# Problem requirements
Copy all the entries word for word, but omit the pictures.

— Start of Given information —

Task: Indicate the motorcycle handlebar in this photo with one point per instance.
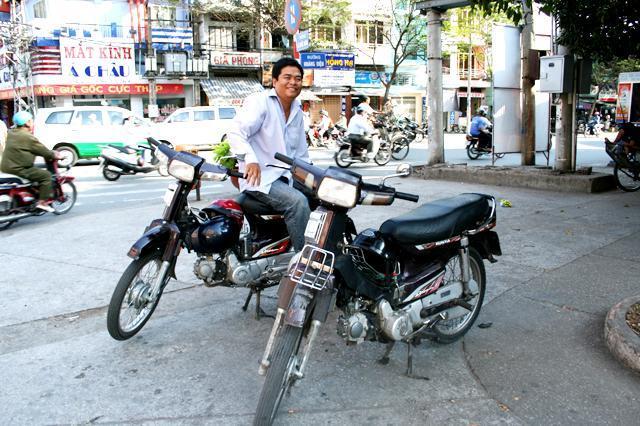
(407, 196)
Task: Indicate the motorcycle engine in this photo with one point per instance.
(211, 271)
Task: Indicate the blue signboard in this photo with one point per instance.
(328, 61)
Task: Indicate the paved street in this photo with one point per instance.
(567, 259)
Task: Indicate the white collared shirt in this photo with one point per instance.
(259, 131)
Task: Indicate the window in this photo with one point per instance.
(205, 115)
(60, 117)
(226, 113)
(163, 16)
(180, 117)
(370, 32)
(89, 118)
(40, 9)
(220, 38)
(116, 118)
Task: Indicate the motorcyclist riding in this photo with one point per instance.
(481, 128)
(360, 131)
(20, 152)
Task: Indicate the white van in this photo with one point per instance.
(202, 125)
(81, 132)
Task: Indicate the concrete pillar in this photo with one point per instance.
(435, 152)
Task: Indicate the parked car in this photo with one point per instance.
(202, 125)
(81, 132)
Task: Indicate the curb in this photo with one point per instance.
(623, 343)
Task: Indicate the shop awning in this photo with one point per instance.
(230, 87)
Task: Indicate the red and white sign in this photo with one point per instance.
(88, 61)
(235, 59)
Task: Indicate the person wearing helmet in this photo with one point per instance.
(360, 130)
(481, 128)
(20, 152)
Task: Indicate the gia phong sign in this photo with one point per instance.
(88, 61)
(328, 61)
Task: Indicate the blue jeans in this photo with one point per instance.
(293, 204)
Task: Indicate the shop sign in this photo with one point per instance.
(88, 61)
(235, 59)
(107, 89)
(332, 78)
(328, 61)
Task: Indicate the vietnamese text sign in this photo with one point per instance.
(235, 59)
(88, 61)
(329, 61)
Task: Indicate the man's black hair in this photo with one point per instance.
(285, 62)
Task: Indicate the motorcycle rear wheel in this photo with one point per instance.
(129, 299)
(342, 158)
(626, 179)
(451, 329)
(110, 175)
(279, 374)
(65, 199)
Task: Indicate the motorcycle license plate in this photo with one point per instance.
(168, 195)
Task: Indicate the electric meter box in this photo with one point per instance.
(556, 74)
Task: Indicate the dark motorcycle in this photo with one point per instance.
(418, 275)
(116, 161)
(239, 242)
(19, 196)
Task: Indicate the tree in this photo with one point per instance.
(590, 28)
(406, 36)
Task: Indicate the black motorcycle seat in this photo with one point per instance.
(252, 205)
(439, 219)
(9, 179)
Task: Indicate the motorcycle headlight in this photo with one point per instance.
(337, 192)
(183, 171)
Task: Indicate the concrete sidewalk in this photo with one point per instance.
(568, 257)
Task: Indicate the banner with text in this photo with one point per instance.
(88, 61)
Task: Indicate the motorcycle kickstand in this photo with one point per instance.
(409, 372)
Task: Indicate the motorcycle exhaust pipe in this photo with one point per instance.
(11, 218)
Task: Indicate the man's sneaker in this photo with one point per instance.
(45, 207)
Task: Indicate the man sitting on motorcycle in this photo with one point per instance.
(20, 152)
(360, 130)
(481, 128)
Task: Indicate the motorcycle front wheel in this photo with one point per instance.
(64, 198)
(130, 308)
(342, 158)
(627, 179)
(279, 375)
(460, 318)
(472, 152)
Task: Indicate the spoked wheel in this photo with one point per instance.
(110, 175)
(383, 156)
(400, 150)
(627, 179)
(65, 198)
(279, 375)
(342, 158)
(472, 152)
(461, 318)
(130, 307)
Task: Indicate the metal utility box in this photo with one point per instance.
(556, 74)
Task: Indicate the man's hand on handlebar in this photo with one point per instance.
(252, 174)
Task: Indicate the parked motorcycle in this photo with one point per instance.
(418, 275)
(116, 161)
(18, 196)
(239, 242)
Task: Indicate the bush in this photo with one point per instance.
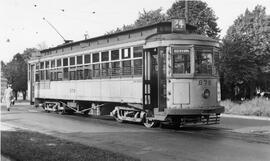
(256, 107)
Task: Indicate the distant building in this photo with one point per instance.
(3, 85)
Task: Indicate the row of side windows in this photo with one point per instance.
(110, 65)
(96, 57)
(100, 70)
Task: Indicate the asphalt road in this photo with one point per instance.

— End of Given information —

# Written response
Task: Indicate the motorcycle handlebar in this photo with one point per instance.
(407, 196)
Task: Indicate the motorcycle engine in this photo with one point per instance.
(211, 271)
Task: Indicate the blue signboard in this photo with one point per instance.
(328, 61)
Task: Indicate the paved street in this photo with one point per instance.
(567, 259)
Task: Indicate the white collared shirt in this photo with one point per instance.
(259, 131)
Task: Indicate the window in this photo with one point per instance.
(205, 115)
(60, 117)
(226, 113)
(163, 16)
(180, 117)
(370, 32)
(89, 118)
(40, 9)
(220, 38)
(116, 118)
Task: Indicate the motorcyclist riding in this photo with one point per instance.
(481, 128)
(360, 131)
(20, 152)
Task: Indicate the white van in this photo with one point per instance.
(202, 125)
(81, 132)
Task: Indicate the concrete pillar in this photo with one point per instance.
(435, 152)
Task: Indicate the parked car in this photo with one point per instance.
(202, 125)
(81, 132)
Task: Indicate the curb in this photo with one point per instance.
(623, 343)
Task: Indicate the shop awning in this photo with one point per instance.
(230, 87)
Task: Indicate the red and white sign in this photo with one point per instance.
(88, 61)
(235, 59)
Task: Indicate the person wearing helmet in this photo with one point per instance.
(360, 130)
(481, 128)
(20, 152)
Task: Indicate the gia phong sign in this photo with one point per instance.
(88, 61)
(328, 61)
Task: Indicate the blue jeans in this photo with one point per instance.
(293, 204)
Task: Indicate the shop sign in this photo with one point per instance.
(88, 61)
(235, 59)
(107, 89)
(332, 78)
(328, 61)
Task: Indicate the vietnamese text sign in this photo with one point per instance.
(235, 59)
(88, 61)
(329, 61)
Task: Indicate the man's black hair in this photo with one point per instance.
(285, 62)
Task: Indicate the motorcycle rear wheel in this photo with one point per instance.
(129, 299)
(342, 158)
(626, 179)
(451, 329)
(110, 175)
(279, 374)
(65, 199)
Task: Indicate the motorcycle license plate in this photo with one point per instance.
(168, 195)
Task: Indicate the electric meter box in this photo with one point per instance.
(556, 74)
Task: Indicate the dark motorcycle in this photo with one point per instance.
(418, 275)
(116, 161)
(239, 242)
(19, 196)
Task: Indicate the tree in this photo with one point per instance.
(590, 28)
(406, 36)
Task: Indicate the black motorcycle seat in this photo with one point per instance.
(252, 205)
(439, 219)
(9, 179)
Task: Indicate the motorcycle headlight in this photo with one point per instance.
(337, 192)
(183, 171)
Task: Indicate the concrete sidewalk in this photo with one point per instance.
(568, 257)
Task: Indicate the banner with text in this photo with one point per instance.
(88, 61)
Task: Indicate the motorcycle kickstand in this photo with one point per instance.
(409, 372)
Task: Indicate the motorcycle exhaust pipe in this photo with one point per instance.
(11, 218)
Task: Indicate the man's sneaker in this photo with one point per instance.
(45, 207)
Task: Indicate the man sitting on motorcycle in this photo with one point per instance.
(20, 152)
(360, 130)
(481, 128)
Task: Indicate the motorcycle front wheel in this photo with one point per instance.
(64, 198)
(130, 308)
(342, 158)
(627, 179)
(279, 375)
(460, 318)
(472, 152)
Task: Indicate the spoked wheel in this photo with one point per instance.
(110, 175)
(383, 156)
(400, 150)
(627, 179)
(65, 198)
(279, 375)
(342, 158)
(472, 152)
(461, 318)
(130, 307)
Task: Indicate the metal utility box in this photo with one point per instance.
(556, 74)
Task: Indicate the man's hand on handlebar in this photo with one point per instance.
(252, 174)
Task: Indicate the parked motorcycle in this photo with one point per instance.
(418, 275)
(116, 161)
(18, 196)
(239, 242)
Task: Indicate the bush in this photo with one point per instance.
(256, 107)
Task: Indicate the distant building in this photo with one point per instance.
(3, 85)
Task: Indicate the row of side windows in this photo with one point per instance.
(110, 65)
(96, 57)
(100, 70)
Task: Indicate the asphalt road in this photo with one point per instance.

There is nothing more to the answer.